◆ Task requirements
Your task is to repeat the entries exactly from their first line through the line with "--target=roller drum", and to stop there.

Stored data entries
-*-
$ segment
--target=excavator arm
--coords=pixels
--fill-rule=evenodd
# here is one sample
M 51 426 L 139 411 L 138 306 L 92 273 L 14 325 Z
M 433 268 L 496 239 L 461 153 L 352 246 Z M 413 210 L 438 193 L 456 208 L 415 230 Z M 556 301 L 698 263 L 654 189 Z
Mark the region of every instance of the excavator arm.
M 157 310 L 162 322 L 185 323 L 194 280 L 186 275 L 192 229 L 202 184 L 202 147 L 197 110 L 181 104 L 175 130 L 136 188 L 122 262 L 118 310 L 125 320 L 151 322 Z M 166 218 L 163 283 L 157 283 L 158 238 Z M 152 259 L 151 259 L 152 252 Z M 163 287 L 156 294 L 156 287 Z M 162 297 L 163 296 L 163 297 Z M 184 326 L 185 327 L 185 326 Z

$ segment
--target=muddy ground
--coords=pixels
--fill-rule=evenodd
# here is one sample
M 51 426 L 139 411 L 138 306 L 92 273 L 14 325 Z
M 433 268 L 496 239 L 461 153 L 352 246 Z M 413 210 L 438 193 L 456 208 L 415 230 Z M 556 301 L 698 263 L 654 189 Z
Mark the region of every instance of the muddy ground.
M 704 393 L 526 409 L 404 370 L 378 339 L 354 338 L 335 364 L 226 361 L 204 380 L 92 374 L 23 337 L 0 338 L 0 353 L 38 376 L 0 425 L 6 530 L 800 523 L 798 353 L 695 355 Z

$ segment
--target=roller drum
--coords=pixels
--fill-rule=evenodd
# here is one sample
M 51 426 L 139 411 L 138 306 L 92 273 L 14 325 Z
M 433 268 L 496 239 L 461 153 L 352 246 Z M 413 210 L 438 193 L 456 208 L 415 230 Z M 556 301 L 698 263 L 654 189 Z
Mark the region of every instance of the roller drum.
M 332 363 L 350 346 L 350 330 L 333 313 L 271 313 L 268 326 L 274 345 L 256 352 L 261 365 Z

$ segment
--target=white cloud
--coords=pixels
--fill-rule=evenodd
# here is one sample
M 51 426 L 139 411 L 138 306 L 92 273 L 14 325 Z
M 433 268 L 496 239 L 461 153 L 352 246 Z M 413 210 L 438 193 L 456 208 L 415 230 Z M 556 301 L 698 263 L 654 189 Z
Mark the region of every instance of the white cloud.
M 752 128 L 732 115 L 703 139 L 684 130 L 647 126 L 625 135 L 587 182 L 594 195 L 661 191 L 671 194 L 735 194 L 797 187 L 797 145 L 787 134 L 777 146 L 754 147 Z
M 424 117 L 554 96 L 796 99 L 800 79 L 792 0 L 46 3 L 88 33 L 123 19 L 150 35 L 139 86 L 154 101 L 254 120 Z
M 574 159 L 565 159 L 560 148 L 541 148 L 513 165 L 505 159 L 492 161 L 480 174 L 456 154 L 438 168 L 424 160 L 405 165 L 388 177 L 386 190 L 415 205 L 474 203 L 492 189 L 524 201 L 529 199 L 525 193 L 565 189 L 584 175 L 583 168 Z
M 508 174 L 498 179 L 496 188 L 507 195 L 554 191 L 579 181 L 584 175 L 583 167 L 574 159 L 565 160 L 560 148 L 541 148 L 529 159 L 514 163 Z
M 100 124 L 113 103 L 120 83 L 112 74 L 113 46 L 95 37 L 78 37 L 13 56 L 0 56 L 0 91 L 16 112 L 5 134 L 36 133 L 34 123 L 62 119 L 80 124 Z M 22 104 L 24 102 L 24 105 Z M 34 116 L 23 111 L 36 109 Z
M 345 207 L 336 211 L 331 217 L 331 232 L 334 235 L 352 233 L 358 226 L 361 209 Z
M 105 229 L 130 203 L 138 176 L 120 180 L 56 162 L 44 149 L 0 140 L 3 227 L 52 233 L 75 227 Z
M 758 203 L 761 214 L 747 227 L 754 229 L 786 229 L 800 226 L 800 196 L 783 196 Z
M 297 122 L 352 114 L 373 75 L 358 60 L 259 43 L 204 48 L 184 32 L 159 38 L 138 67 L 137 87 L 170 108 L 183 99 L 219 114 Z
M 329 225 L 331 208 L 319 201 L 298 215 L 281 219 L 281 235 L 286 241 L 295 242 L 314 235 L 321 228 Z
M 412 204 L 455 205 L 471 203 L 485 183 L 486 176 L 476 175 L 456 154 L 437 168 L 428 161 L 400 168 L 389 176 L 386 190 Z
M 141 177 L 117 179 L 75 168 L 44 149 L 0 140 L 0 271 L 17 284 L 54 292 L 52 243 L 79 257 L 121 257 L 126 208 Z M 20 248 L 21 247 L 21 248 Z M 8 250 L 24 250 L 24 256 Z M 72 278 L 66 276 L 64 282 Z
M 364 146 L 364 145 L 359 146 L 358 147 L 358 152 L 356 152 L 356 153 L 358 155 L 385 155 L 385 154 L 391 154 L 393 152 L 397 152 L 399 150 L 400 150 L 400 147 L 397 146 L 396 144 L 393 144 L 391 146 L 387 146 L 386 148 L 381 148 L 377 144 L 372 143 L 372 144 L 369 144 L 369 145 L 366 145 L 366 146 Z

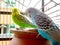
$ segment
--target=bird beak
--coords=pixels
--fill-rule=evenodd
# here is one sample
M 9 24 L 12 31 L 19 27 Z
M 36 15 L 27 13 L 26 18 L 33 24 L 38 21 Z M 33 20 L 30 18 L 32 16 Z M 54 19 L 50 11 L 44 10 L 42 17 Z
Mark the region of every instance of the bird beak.
M 26 12 L 21 12 L 22 15 L 26 15 Z

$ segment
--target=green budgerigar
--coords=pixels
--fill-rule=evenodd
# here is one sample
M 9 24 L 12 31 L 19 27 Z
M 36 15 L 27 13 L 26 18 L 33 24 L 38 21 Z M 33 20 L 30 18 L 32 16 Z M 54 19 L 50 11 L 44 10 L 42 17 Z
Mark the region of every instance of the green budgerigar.
M 22 29 L 36 28 L 36 26 L 33 25 L 24 15 L 22 15 L 17 8 L 12 9 L 11 15 L 14 23 L 20 26 Z

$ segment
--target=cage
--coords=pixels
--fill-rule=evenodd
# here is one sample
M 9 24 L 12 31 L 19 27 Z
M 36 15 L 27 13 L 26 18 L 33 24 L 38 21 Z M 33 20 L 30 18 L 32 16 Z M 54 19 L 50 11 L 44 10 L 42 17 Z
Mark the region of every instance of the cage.
M 8 45 L 13 38 L 12 28 L 18 27 L 11 18 L 11 8 L 17 7 L 24 12 L 29 7 L 34 7 L 47 14 L 60 29 L 60 1 L 59 0 L 0 0 L 0 45 Z M 16 26 L 16 27 L 15 27 Z

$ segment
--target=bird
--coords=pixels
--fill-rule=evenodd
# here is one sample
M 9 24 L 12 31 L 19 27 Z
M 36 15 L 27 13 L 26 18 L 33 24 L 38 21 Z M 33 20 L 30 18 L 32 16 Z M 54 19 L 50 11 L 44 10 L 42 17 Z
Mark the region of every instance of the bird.
M 25 14 L 32 20 L 33 24 L 37 26 L 38 32 L 43 38 L 50 40 L 53 45 L 60 45 L 58 41 L 49 35 L 54 31 L 59 32 L 59 28 L 48 15 L 34 7 L 27 8 Z
M 32 24 L 26 16 L 21 14 L 18 8 L 12 8 L 11 12 L 12 20 L 15 24 L 17 24 L 21 29 L 25 28 L 36 28 L 34 24 Z

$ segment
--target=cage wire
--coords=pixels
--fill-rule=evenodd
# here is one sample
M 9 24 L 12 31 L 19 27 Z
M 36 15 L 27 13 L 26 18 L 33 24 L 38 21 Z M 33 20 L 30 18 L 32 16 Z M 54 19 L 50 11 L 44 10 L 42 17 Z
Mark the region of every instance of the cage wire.
M 37 8 L 47 14 L 60 29 L 59 0 L 0 0 L 0 45 L 8 45 L 13 38 L 10 32 L 10 26 L 14 24 L 11 18 L 12 7 L 17 7 L 21 13 L 29 7 Z

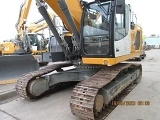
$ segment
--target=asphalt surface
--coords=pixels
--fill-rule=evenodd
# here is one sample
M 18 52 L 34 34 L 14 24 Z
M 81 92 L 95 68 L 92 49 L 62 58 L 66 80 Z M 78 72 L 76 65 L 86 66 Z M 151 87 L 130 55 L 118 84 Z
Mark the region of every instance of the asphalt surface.
M 134 101 L 136 104 L 119 105 L 106 120 L 160 120 L 159 53 L 160 49 L 146 51 L 147 57 L 136 62 L 141 63 L 143 67 L 142 81 L 123 100 Z M 7 85 L 0 86 L 0 93 L 4 89 L 7 90 Z M 80 120 L 70 111 L 72 89 L 73 87 L 56 92 L 34 102 L 16 95 L 11 97 L 12 100 L 0 100 L 0 120 Z

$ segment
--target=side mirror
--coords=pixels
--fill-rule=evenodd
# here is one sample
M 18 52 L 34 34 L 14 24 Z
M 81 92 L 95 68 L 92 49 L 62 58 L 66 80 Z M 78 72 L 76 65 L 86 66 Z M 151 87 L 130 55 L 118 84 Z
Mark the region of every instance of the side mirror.
M 123 14 L 125 12 L 125 0 L 116 0 L 116 13 Z

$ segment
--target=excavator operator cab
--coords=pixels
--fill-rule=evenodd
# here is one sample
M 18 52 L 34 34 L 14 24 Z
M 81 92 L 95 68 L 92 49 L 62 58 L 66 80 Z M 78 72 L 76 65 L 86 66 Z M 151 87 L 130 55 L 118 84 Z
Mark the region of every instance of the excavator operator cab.
M 125 0 L 95 0 L 85 5 L 81 26 L 83 57 L 116 57 L 116 41 L 129 35 L 129 11 Z M 91 21 L 92 26 L 86 24 L 86 20 Z
M 29 44 L 30 44 L 32 51 L 46 49 L 47 40 L 44 38 L 43 34 L 28 33 L 27 39 L 29 41 Z
M 80 34 L 84 64 L 112 66 L 142 51 L 142 28 L 136 24 L 131 29 L 132 13 L 125 0 L 95 0 L 84 6 Z

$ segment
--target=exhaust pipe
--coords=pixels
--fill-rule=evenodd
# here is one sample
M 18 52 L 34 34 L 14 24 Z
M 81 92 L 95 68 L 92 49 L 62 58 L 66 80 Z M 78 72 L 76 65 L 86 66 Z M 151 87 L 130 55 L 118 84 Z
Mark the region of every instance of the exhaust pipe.
M 62 10 L 63 14 L 66 17 L 66 19 L 68 21 L 68 24 L 70 25 L 74 36 L 76 37 L 77 44 L 79 45 L 80 44 L 80 35 L 78 33 L 78 30 L 76 28 L 74 20 L 73 20 L 71 14 L 70 14 L 70 11 L 69 11 L 69 8 L 68 8 L 68 5 L 67 5 L 66 1 L 65 0 L 59 0 L 58 4 L 59 4 L 59 7 Z

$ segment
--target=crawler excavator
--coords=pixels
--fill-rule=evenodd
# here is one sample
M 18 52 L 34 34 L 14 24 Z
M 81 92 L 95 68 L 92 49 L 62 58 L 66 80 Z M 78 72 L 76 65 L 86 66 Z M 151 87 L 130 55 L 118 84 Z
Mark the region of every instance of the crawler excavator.
M 28 18 L 28 13 L 30 10 L 32 0 L 25 0 L 25 2 L 20 6 L 20 12 L 18 17 L 18 22 L 16 23 L 16 30 L 18 32 L 18 39 L 11 41 L 4 41 L 1 43 L 2 54 L 10 55 L 15 54 L 16 51 L 22 49 L 22 38 L 25 33 L 25 24 Z
M 71 94 L 71 112 L 87 120 L 106 116 L 109 103 L 130 85 L 136 86 L 142 77 L 141 64 L 125 62 L 142 51 L 142 28 L 131 24 L 130 5 L 125 0 L 36 2 L 63 54 L 55 56 L 61 62 L 22 75 L 16 83 L 17 93 L 32 100 L 51 86 L 78 81 Z M 70 39 L 59 36 L 45 3 L 73 34 Z M 74 68 L 64 69 L 69 66 Z
M 39 31 L 47 28 L 48 25 L 44 23 L 31 23 L 23 36 L 23 40 L 13 39 L 3 41 L 0 46 L 2 49 L 2 55 L 13 54 L 42 54 L 47 51 L 46 45 L 48 40 L 44 37 L 43 33 Z M 43 31 L 42 31 L 43 32 Z
M 8 40 L 1 43 L 2 54 L 41 54 L 46 52 L 47 41 L 43 34 L 38 32 L 48 28 L 48 24 L 44 19 L 31 22 L 27 25 L 27 18 L 32 0 L 25 0 L 20 7 L 18 21 L 16 23 L 17 36 L 14 40 Z M 36 5 L 35 5 L 36 6 Z M 50 13 L 51 17 L 55 16 L 54 12 Z M 33 47 L 36 48 L 33 50 Z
-*-
◆ Exercise answer
$ segment
--target=excavator arm
--coords=pixels
--fill-rule=evenodd
# here is one sample
M 51 426 L 139 411 L 138 306 L 92 273 L 14 325 Z
M 433 268 L 496 239 L 461 153 L 352 246 Z M 413 210 L 438 193 L 456 208 L 415 230 Z M 556 301 L 698 263 L 654 189 Z
Mark the region of every instance of the excavator arm.
M 157 310 L 162 322 L 185 323 L 194 280 L 186 275 L 192 229 L 202 184 L 202 147 L 197 110 L 181 104 L 175 130 L 136 188 L 122 262 L 118 310 L 125 320 L 151 322 Z M 166 218 L 163 283 L 157 283 L 158 238 Z M 152 259 L 151 259 L 152 252 Z M 163 287 L 156 294 L 156 287 Z M 162 297 L 163 296 L 163 297 Z M 184 326 L 185 327 L 185 326 Z

$ segment
--target=muddy ground
--coords=pixels
--fill-rule=evenodd
# here is one sample
M 51 426 L 139 411 L 138 306 L 92 273 L 14 325 Z
M 433 268 L 496 239 L 461 153 L 352 246 Z M 413 210 L 438 193 L 456 208 L 415 230 Z M 556 301 L 698 263 L 654 189 Z
Mark the region of every instance of the muddy ground.
M 704 393 L 526 409 L 404 370 L 378 339 L 354 338 L 335 364 L 226 361 L 204 380 L 92 374 L 23 337 L 0 338 L 0 353 L 38 376 L 0 425 L 6 530 L 800 523 L 798 353 L 695 355 Z

$ segment
--target=roller drum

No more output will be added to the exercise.